_Task objective:_ Pull every line of the entries that has the word "dark".

_Data records:_
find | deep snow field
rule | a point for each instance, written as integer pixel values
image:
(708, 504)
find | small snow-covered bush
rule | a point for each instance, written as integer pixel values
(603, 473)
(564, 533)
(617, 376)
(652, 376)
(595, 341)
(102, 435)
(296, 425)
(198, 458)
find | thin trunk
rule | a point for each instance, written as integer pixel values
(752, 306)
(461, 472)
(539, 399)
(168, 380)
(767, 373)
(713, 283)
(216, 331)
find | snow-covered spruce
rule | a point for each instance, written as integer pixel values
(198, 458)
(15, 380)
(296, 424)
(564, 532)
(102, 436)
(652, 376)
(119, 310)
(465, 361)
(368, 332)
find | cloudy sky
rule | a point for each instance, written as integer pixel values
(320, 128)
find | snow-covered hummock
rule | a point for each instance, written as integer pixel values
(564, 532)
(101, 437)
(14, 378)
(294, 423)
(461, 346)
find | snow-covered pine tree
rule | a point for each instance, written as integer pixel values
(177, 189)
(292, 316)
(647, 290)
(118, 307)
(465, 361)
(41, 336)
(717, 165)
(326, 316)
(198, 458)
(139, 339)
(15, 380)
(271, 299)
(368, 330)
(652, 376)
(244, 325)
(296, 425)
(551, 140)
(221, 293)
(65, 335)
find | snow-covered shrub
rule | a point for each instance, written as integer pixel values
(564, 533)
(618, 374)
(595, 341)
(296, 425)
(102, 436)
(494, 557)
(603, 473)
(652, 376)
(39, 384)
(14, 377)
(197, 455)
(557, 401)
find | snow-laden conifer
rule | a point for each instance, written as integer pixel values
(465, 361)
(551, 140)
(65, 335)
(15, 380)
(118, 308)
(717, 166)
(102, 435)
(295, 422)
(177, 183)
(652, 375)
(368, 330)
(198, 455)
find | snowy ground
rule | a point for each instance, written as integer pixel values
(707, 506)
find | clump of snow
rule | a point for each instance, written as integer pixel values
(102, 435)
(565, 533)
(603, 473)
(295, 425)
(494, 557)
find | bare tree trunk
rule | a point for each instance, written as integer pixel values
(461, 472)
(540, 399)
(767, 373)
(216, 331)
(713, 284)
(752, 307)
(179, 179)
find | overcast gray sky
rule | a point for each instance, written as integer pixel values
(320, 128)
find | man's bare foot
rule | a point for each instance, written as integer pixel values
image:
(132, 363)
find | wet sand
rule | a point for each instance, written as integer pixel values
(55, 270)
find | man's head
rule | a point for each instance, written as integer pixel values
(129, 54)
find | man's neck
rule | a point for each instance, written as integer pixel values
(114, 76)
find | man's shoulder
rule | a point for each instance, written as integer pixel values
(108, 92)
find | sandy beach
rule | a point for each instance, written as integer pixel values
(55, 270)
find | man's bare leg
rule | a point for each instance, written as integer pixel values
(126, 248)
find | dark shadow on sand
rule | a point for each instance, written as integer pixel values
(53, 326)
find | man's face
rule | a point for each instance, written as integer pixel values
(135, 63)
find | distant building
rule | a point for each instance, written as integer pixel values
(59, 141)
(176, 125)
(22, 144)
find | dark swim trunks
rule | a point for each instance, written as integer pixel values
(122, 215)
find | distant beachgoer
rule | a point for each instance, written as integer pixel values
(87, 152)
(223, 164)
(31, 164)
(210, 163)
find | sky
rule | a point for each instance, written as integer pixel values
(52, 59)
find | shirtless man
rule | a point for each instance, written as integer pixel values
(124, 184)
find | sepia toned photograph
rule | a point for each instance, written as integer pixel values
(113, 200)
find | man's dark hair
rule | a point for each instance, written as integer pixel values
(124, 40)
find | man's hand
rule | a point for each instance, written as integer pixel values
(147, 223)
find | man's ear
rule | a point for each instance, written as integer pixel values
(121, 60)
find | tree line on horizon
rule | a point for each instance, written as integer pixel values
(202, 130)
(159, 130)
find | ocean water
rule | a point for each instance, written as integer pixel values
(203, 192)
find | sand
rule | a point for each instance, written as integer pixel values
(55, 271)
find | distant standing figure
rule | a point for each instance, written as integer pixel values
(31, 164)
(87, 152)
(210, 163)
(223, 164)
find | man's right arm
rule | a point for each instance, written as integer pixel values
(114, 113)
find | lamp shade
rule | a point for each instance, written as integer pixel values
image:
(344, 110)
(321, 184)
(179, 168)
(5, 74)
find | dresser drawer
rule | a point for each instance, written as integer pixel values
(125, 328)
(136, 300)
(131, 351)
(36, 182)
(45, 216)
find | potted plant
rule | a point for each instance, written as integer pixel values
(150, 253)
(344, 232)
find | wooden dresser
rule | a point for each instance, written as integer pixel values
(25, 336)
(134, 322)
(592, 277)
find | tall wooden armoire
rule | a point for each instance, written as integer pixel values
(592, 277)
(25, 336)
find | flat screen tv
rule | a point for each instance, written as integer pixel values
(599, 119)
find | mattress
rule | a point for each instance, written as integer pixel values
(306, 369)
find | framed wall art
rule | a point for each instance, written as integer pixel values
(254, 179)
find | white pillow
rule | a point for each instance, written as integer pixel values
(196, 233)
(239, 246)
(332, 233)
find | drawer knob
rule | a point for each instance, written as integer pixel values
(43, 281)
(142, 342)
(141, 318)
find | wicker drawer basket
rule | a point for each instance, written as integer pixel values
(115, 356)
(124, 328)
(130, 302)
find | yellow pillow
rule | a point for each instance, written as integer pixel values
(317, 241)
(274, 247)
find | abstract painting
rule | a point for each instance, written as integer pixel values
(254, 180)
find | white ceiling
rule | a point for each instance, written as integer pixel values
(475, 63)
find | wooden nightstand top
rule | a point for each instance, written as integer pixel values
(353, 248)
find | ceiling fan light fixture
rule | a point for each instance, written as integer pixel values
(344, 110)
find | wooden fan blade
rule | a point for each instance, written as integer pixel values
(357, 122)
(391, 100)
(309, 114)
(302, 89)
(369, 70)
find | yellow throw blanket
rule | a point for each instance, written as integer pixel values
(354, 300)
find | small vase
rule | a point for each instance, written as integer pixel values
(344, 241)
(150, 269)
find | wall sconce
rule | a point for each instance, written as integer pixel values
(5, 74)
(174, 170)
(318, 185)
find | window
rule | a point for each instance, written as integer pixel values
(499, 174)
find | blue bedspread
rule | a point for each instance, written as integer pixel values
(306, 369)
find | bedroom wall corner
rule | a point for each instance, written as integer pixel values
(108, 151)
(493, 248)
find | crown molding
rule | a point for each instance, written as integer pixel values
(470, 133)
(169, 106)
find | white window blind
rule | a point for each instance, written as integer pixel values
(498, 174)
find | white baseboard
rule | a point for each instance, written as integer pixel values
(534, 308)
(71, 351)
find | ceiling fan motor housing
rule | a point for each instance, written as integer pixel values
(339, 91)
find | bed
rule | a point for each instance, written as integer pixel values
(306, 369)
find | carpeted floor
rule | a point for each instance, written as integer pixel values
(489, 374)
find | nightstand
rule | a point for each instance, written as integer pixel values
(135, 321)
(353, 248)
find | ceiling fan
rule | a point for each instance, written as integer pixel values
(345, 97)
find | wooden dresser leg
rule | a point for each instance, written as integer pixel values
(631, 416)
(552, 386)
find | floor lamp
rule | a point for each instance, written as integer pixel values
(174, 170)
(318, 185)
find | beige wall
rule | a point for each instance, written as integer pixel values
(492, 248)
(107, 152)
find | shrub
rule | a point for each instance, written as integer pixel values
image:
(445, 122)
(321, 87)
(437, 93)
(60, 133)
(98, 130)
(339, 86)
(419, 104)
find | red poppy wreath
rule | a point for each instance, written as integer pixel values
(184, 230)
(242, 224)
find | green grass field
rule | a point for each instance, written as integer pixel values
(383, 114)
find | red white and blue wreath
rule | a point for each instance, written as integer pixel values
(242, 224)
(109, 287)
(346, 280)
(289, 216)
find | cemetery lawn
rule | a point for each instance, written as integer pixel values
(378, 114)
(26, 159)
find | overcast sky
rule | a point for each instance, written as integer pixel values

_Solution to the exercise:_
find | dark shadow on sand
find | dark swim trunks
find | man's dark hair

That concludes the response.